— TEXT SECTION —
As you can see, the invariants are numbers. A graph invariant describes a graph in terms of a simple number. Given a graph, it has a unique number of nodes, number of edges, degree sequence etc.. They find application in chemistry where large chemical compounds are indexed based on these numbers.

It should be noted that the incidence and adjacency matrices are not graph invariants. This is because, when isomorphism is computed, if for every pair of adjacent nodes in graph-1, you can find a pair of adjacent nodes in graph-2, and vice versa, the two graphs are isomorphic; labels are not important.

Also, for a given graph, there are unique invariants. However, the converse need not hold. For example, consider the invariant degree sequence. Shown below are two graphs that have the same degree sequence, but are non-isomorphic.

***

What I am interested in finding what can be called graph “identifiers”. Graph identifiers are properties or metrics that uniquely identify a graph. Examples of identifiers are adjacency and incidence matrices. Given an adjacency matrix, there is only one graph corresponding to it. Similarly, are there more identifiers? It need not be one property; it can be a combination of a set of properties like the no. of edges, degree sequence, diameter, centrality sequence and so on. What is perhaps also interesting is to measure the “uniqueness” of sets of properties. Uniqueness indicates in percentage terms “the extent” to which a property or a set of properties identify a graph. For instance, the adjacency matrix has a uniqueness value of 1. Again, this can be measured in terms of, say edit distances.

I am not sure there is much work in this direction. Do you think this is an interesting problem?

A consequence of this is graph reconstruction. If we have a set of properties that identify a graph, it is possible to construct an isomorphic graph using those properties. It can be used to recover networks that are subject to disruptions. (My usage of reconstruction is similar to that in literature, but slightly different.)


More on Regularity Preservation

March 16, 2008

As sri rightly pointed out in the comments section of the previous post, clique insertion is just one way to extend an r-regular graph into a bigger r-regular graph. We should be able to extend the graph by inserting any (r – 2)-regular graph (provided the insertion is possible — refer sri’s comment). In fact, clique insertion is the minimal case: the smallest connected (r-2)-regular graph has r -1 nodes.

— DATA RECORDS —

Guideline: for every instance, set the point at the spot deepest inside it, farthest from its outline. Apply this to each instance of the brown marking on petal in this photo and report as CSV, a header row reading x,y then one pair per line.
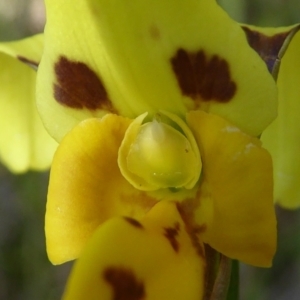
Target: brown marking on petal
x,y
171,233
79,87
124,284
133,222
267,47
200,76
31,63
154,32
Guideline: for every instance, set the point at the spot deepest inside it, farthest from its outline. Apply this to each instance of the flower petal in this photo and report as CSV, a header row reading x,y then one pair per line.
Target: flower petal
x,y
86,187
147,56
282,137
126,259
235,213
24,142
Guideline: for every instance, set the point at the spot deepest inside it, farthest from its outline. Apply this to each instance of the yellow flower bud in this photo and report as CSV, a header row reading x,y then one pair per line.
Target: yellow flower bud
x,y
157,155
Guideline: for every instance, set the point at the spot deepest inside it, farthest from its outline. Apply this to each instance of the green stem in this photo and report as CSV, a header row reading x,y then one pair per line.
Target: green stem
x,y
222,281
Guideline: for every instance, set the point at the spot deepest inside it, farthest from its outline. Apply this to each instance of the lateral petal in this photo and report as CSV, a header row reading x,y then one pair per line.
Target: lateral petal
x,y
235,212
168,60
282,137
86,187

— PROBLEM SET —
(A) According to the text on graph invariants, in what field are graph invariants applied?
(B) Quote the part of the text on graph invariants that opens with the words containing "As sri rightly" and closes with "r -1 nodes.".
(C) Continue the text on graph invariants from where it stops.

— RESULTS OF THE EXERCISE —
(A) Chemistry, where large chemical compounds are indexed based on these numbers.

(B)
As sri rightly pointed out in the comments section of the previous post, clique insertion is just one way to extend an r-regular graph into a bigger r-regular graph. We should be able to extend the graph by inserting any (r – 2)-regular graph (provided the insertion is possible — refer sri’s comment). In fact, clique insertion is the minimal case: the smallest connected (r-2)-regular graph has r -1 nodes.

(C)
There are interesting questions here. Can we insert any (r – 2)-regular graph? What is the procedure to do so? Are there some (r – 2)-regular graphs that cannot be inserted?

Let’s use some notations for ease of reference. Let Ro be the r-regular graph we start with, Ri be the (r – 2)-regular graph we want to insert and Rn be the graph resultant of the insertion.

A simple but important thing to be noted here is that, pairs of nodes that are adjacent in Ri, cannot be inserted in a single edge of Ro because that will result in an overlapping edge (we don’t allow multiedges between nodes); adjacent nodes in Ri have to be inserted in different edges. Even for small values of r, this becomes pretty complicated to visualize. I tried to insertions for small graphs, and it was possible to do. But I don’t know if we can always avoid creating a multigraph.

But then in the above discussion we have assumed Ri to be a connected graph. What if Ri is disconnected? If Ri is disconnected we can easily prove that there is no bound on the size of Ri that can be inserted. The simplest way to show this is by saying that our Ri has an arbitrarily large number of (r – 2)-cliques as disconnected components (disconnected edges, disconnected cycles, disconnected cubic graphs etc.). Now, you can either imagine this as adding an arbitrary number of cliques (like in the previous post) or as adding one large disconnected graph.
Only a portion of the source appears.